Random beacon.
10-second rounds.

Validator-signed hash chain. Each round's hash = sha256(round || prevHash || sortedSigs). Drand-inspired. Anyone can replay a historic round deterministically. Use for NFT mint order, lottery draws, game seeds, gaslane rotation.

Current round
prev: sigs: / 9 age:

How it works

Every 10 seconds, validators collectively sign round || prevHash. We hash round || prevHash || sortedSigs with SHA-256. Output is the beacon. Because sigs are included in the hash input, no validator can bias the output unilaterally — they'd have to break SHA-256.

Consumers pin to a round number in advance (e.g. "NFT mint order uses round 90210"). The round becomes public at its scheduled time. Deterministic replay — GET /v1/oracle/randomness/round/90210 — lets anyone re-derive the same output.

Data entries
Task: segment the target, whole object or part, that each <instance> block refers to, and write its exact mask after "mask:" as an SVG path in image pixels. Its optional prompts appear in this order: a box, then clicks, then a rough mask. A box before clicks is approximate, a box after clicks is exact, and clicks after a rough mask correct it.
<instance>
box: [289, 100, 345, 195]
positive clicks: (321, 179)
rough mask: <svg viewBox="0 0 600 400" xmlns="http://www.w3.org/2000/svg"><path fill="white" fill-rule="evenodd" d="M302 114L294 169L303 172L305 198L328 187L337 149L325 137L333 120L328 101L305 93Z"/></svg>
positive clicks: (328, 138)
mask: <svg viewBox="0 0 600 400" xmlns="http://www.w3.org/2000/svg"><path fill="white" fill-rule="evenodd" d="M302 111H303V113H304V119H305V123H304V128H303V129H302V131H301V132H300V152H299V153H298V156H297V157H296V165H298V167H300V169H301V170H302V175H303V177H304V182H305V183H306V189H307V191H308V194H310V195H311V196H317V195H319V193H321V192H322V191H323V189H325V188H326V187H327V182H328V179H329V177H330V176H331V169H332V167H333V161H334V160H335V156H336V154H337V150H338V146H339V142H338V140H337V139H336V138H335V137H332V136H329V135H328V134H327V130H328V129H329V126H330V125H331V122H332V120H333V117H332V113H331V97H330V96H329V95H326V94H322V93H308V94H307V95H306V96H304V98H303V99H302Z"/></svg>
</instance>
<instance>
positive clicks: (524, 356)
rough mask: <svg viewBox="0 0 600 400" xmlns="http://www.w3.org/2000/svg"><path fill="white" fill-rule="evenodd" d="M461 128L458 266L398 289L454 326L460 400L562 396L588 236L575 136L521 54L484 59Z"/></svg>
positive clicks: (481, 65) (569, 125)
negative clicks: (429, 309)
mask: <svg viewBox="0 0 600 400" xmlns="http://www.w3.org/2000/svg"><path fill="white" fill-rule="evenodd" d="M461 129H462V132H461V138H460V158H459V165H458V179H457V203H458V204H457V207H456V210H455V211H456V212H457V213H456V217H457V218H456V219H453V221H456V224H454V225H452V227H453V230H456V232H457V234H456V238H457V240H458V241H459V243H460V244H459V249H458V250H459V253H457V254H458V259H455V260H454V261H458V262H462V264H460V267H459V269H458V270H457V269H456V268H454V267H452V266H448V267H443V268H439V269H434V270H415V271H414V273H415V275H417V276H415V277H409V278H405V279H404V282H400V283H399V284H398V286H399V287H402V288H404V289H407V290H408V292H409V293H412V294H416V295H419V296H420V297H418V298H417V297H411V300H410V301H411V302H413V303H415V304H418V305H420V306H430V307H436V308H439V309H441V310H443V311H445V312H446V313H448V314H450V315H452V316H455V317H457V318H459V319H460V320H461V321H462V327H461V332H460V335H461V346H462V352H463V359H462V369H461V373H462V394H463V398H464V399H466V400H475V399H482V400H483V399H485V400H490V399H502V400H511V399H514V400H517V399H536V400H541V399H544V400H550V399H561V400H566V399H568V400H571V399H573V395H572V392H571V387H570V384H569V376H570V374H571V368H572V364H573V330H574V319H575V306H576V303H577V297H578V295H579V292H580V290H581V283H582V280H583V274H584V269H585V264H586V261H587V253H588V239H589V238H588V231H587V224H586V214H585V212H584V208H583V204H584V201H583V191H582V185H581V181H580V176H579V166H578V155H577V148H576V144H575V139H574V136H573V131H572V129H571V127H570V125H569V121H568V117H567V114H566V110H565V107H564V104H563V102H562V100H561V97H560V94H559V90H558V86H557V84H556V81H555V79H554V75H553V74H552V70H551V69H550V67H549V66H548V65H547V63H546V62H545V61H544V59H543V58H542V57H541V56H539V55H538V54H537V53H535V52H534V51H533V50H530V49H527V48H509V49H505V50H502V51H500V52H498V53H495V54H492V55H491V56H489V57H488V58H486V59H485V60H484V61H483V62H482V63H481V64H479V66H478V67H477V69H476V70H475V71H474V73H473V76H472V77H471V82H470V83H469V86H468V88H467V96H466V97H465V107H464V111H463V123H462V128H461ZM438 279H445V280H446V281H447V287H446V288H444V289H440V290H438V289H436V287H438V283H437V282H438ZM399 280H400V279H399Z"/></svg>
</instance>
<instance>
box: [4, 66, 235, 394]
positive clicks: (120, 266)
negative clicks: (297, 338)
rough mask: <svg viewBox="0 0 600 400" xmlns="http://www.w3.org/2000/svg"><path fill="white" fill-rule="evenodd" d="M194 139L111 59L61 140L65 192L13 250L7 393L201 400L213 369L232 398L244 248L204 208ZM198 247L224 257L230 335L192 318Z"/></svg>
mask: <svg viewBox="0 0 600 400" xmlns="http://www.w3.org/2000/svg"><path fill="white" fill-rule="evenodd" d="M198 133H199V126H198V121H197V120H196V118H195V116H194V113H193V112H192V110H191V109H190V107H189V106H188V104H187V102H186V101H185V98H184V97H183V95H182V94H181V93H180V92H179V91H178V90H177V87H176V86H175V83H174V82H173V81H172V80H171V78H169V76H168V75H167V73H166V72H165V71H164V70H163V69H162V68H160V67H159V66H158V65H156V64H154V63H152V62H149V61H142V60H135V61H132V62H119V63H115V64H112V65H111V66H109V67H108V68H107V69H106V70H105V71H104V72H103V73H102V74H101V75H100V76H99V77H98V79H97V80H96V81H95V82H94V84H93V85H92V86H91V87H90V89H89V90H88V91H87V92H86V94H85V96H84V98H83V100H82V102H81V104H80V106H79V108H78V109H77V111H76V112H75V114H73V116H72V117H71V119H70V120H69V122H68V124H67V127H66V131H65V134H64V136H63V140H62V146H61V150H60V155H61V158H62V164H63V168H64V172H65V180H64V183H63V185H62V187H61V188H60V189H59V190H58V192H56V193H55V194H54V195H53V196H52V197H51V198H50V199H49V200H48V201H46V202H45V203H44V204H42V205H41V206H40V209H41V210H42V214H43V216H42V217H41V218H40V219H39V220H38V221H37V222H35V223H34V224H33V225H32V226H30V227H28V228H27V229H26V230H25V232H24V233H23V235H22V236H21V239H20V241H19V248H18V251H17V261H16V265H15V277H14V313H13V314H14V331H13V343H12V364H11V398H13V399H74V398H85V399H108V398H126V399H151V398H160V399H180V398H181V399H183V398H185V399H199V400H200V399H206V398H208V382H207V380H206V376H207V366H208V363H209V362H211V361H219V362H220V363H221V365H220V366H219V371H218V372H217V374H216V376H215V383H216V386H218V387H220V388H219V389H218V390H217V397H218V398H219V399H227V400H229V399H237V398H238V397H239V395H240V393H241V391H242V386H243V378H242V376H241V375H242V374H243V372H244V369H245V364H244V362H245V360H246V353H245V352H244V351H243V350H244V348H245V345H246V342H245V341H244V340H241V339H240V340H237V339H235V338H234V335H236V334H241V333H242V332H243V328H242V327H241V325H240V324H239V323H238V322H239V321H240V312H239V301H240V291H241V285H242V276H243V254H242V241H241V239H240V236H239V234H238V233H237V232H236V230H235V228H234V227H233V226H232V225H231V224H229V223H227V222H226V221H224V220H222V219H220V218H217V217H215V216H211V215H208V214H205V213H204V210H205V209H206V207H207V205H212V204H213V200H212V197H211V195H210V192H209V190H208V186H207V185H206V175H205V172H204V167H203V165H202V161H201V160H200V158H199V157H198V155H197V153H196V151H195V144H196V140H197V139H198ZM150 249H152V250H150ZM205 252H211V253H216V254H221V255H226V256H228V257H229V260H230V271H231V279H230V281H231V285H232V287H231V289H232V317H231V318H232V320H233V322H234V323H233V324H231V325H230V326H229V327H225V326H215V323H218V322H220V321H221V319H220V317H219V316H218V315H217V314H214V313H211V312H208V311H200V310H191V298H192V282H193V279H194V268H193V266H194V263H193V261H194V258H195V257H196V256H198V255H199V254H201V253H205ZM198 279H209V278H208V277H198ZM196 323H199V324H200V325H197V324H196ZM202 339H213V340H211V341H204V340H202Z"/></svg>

Problem requirements =
In the random beacon description, what must consumers do in advance to use a beacon output?

Written answer =
They pin to a round number in advance.